== Entries shown ==

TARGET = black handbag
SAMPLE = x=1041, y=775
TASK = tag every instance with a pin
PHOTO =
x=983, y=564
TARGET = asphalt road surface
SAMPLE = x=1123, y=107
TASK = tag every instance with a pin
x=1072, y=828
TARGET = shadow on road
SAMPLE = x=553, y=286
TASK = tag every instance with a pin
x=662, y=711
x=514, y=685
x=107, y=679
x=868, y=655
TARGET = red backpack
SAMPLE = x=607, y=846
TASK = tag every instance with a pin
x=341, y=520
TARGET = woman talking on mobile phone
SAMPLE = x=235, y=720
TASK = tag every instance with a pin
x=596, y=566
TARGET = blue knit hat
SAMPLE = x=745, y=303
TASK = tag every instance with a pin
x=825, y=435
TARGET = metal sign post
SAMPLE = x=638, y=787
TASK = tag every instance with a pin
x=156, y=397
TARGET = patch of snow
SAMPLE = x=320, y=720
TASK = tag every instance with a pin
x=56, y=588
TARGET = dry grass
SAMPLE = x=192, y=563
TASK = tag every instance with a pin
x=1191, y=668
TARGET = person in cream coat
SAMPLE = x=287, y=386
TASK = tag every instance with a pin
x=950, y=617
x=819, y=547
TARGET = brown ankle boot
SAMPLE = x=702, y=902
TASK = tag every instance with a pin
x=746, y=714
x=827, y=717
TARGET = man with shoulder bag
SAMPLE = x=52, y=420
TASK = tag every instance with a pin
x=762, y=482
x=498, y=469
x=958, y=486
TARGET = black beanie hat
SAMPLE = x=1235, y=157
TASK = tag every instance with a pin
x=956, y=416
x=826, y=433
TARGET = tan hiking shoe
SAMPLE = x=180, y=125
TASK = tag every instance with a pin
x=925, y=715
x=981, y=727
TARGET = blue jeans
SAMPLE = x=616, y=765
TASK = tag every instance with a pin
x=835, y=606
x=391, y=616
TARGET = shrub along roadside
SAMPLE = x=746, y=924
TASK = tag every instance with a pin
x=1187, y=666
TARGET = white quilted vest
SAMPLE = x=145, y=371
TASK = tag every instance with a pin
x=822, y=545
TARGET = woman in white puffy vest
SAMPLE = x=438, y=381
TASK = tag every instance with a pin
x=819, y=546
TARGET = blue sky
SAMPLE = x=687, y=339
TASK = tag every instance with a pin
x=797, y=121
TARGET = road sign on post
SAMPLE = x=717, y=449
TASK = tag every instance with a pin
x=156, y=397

===

--- Your goal ---
Rewrite every line of the records above as a single numbered list, omitting blank lines.

--- Response to this task ---
1. TARGET = black handbag
2. SAMPLE = x=1041, y=775
3. TASK = tag every instance with a pin
4. PHOTO =
5. x=983, y=564
6. TARGET = asphalt road surface
7. SAMPLE = x=1123, y=107
8. TASK = tag every instance with a pin
9. x=1072, y=828
10. TARGET = shadow on road
11. SAMPLE = x=553, y=286
12. TASK = tag every instance with a pin
13. x=662, y=711
14. x=514, y=685
15. x=107, y=679
16. x=868, y=655
17. TARGET = red backpack
18. SAMPLE = x=607, y=846
19. TASK = tag every instance with a pin
20. x=341, y=520
21. TARGET = woman talking on mobile phone
22. SAMPLE = x=235, y=720
23. TASK = tag every instance with a pin
24. x=596, y=566
25. TARGET = blue knit hat
26. SAMPLE = x=745, y=303
27. TASK = tag every instance with a pin
28. x=825, y=435
29. TARGET = metal sign post
30. SAMPLE = x=638, y=787
31. TASK = tag every instance with a pin
32. x=156, y=397
33. TARGET = patch of snow
34. SAMPLE = x=320, y=720
35. TASK = tag every instance with a pin
36. x=56, y=588
37. TARGET = dry grass
38. SAMPLE = x=192, y=563
39. TASK = tag every instance with a pin
40. x=1191, y=668
41. TARGET = person in cream coat
42. SAMPLE = x=287, y=386
43. TASK = tag every instance with a pin
44. x=950, y=617
45. x=819, y=547
46. TARGET = brown ankle boot
47. SAMPLE = x=702, y=902
48. TASK = tag every instance with a pin
49. x=746, y=714
50. x=827, y=717
51. TARGET = man with shoulder bag
52. SAMPLE = x=52, y=420
53. TASK = tag every instance with a pin
54. x=762, y=482
55. x=498, y=469
56. x=958, y=486
57. TARGET = black beanie hat
58. SAMPLE = x=1235, y=157
59. TASK = tag every instance with a pin
60. x=956, y=416
61. x=826, y=433
62. TARGET = tan hiking shoe
63. SAMPLE = x=180, y=125
64. TASK = tag every instance with a pin
65. x=925, y=715
66. x=981, y=727
67. TARGET = blue jeans
68. SAMPLE = x=616, y=765
69. TASK = tag every instance with a pin
70. x=835, y=606
71. x=391, y=616
72. TARGET = shrub along roadside
73. SAMPLE = x=746, y=924
74. TASK = tag every instance with a pin
75. x=1187, y=666
76. TARGET = white quilted vest
77. SAMPLE = x=145, y=371
78. TASK = tag every instance with a pin
79. x=822, y=545
80. TARGET = woman in white puffy vest
81. SAMPLE = x=438, y=381
82. TASK = tag every instance with a pin
83. x=819, y=546
84. TARGET = blue sky
85. SAMPLE = x=687, y=339
86. TASK = tag every instance with a pin
87. x=797, y=121
88. TARGET = road sign on post
89. SAMPLE = x=717, y=449
90. TASK = tag every instance with a pin
91. x=156, y=397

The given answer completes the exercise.